---------- BRANO SCELTO ----------

Un’aula strapiena, molti in piedi, oltre trecento matricole impaurite che non capivano e che si guardava attorno, pensando che Statistica 1 (piena di formule complicate) fosse altra cosa; poi, dopo alcuni mesi e a lezioni quasi terminate, compresero il perché di quelle ‘digressioni’ di filosofia e del valore dei numeri.
Chi poi per motivi professionali è stato coinvolto nell’analisi delle poste di bilancio, nella sua articolazione e formazione, in alcuni indici, nella struttura dei costi, nei budget e nel controllo di gestione, nel marketing territoriale, nelle scienze sociali, sa distinguere e capire che l’econometria e tutto ciò che è cifra non si riduce alla ‘questione dei due polli’.

Fatta questa dovuta premessa, non posso che soffermarmi su ciò di cui si è discusso in questi giorni a palazzo Chigi, ossia sul Def – Documento di economia e finanza del governo, e del perché, finalmente, si sia insistito sul cronoprogramma.
Vale a dire, in soldoni, che si parla di date e scadenze, di importi in numeri, di coperture, di riordino della spesa, di investimenti, sulle principali azioni che l’esecutivo realizzerà con gli strumenti di progetti / disegni / decreti / provvedimenti, in un quadro temporale ben definito, perché serve più il fare che il faremo.

---------- MATERIALE FORNITO ----------

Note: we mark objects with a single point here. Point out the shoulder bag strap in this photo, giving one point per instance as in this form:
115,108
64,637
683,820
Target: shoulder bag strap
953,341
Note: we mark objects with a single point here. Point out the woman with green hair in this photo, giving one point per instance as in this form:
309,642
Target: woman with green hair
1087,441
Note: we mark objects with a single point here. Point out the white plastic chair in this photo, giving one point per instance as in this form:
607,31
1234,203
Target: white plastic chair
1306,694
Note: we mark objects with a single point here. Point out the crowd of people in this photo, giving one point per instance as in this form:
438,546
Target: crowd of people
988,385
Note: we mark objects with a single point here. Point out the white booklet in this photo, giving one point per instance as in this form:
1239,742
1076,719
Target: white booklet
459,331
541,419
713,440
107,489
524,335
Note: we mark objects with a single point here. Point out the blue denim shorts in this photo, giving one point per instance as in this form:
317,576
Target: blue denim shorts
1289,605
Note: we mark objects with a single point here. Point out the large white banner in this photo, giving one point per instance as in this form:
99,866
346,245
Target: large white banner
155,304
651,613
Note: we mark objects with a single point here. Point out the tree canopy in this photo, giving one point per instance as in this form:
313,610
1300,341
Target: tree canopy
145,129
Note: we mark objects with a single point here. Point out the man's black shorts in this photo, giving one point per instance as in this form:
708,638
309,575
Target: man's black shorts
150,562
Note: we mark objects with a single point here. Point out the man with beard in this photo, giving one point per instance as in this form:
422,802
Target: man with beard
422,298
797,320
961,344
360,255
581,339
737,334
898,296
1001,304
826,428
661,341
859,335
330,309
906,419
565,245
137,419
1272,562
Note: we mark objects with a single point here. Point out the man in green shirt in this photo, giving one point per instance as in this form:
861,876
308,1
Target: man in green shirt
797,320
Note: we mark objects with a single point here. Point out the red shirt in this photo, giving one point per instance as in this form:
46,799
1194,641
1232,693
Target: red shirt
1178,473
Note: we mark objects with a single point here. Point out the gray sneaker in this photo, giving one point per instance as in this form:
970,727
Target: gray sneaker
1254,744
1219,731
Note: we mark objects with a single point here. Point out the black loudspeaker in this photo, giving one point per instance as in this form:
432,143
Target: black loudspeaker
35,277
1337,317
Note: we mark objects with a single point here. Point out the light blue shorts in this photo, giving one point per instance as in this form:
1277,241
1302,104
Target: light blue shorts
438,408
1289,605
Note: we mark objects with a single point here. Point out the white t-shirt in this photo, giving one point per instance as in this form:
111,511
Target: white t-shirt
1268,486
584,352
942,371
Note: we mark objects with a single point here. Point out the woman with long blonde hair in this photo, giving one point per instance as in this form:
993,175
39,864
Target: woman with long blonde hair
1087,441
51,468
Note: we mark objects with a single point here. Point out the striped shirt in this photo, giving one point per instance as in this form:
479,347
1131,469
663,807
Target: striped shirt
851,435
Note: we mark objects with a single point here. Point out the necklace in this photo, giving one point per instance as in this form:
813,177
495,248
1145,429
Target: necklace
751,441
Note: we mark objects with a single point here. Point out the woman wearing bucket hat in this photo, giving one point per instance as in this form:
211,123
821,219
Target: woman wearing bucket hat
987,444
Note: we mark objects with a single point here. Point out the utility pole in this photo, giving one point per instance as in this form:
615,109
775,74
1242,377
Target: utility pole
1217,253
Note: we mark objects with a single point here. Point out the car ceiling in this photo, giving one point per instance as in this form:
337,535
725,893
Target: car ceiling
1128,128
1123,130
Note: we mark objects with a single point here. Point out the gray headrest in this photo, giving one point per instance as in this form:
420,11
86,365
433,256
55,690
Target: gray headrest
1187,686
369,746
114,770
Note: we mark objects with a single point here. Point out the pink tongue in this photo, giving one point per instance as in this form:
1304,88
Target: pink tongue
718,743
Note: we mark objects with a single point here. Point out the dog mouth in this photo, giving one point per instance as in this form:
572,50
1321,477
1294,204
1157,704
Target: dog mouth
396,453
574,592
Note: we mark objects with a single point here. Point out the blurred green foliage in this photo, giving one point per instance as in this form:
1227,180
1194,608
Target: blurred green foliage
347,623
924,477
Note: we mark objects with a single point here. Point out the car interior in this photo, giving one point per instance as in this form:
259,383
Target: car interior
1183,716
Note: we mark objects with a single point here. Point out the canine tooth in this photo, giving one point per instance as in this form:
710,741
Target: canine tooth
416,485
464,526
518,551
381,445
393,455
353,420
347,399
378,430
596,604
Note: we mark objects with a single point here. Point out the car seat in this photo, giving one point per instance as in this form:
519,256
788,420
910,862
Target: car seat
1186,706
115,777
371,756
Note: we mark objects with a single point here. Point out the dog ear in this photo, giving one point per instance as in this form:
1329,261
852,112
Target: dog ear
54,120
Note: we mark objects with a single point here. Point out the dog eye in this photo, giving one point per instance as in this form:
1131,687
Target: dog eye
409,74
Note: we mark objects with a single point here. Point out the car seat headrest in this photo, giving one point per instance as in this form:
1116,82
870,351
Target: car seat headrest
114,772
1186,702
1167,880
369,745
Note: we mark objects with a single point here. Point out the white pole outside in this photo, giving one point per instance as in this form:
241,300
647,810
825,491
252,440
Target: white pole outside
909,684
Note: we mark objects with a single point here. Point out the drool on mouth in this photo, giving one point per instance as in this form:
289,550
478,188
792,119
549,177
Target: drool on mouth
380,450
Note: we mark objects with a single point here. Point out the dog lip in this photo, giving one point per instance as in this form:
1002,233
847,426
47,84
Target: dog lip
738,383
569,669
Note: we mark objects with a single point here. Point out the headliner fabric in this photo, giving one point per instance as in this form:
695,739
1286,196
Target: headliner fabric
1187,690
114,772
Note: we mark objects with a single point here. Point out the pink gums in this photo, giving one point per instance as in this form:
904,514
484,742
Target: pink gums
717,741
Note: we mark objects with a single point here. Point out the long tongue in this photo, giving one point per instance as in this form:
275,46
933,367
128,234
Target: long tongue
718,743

----------

§ **COSA FARE**:
Prosegui il brano sul Documento di economia e finanza del governo, riprendendo subito dopo la sua ultima frase. L'elenco non ha alcun ruolo in questo esercizio.

§ **RISULTATO**:
Ma se si vuole evitare che Roma non decida, pensando a Sagunto, come evitare che anche sui territori (regioni, comuni, luoghi degli apparati e delle burocrazie, aziende ed enti pubblici), il fuoco possa espandersi, trovando troppe incoerenze e, quindi, ogni cambiamento svanire, facendo perdere la speranza del Paese?
Pensare che quell’ “incommensurabile” della statistica, non nel senso della misura relativa ma della sua presenza di cifra, debba radicarsi anche nei particolari dei programmi dei candidati sindaci, è la condizione per capire la direzione di marcia di un’amministrazione, soprattutto se pubblica e rivolta al bene comune.
Salvo pochissimi e limitati casi, anche nelle municipalità ferraresi e non solo vediamo troppe descrizioni e slogan, grafiche web anche belle e accattivanti, ma solo piccole operazioni di immagine, una agenda fitta di incontri per una campagna elettorale che ci pare riscaldi poco ed entusiasmi pochissimi cittadini.
Del perché a fianco dei singoli progetti/programmi non ci sia quasi mai una descrizione precisa e puntuale, una cifra in euro, quando iniziano i lavori e/o la riorganizzazione funzionale, quando terminano, dove sono le fonti e le risorse, la loro provenienza, i cofinanziamenti e con chi, se con il Comune vicino e/o contiguo, anche più in là se si pensa all’Unione dei comuni. E dove i due bicchieri non sono a pari livello, togliere di qua per mettere di là, e se c’è almeno d’idea della fusione per piccoli e piccolissimi Comuni che da soli non ce la fanno, e così via. Di tutto questo non è dato a sapere.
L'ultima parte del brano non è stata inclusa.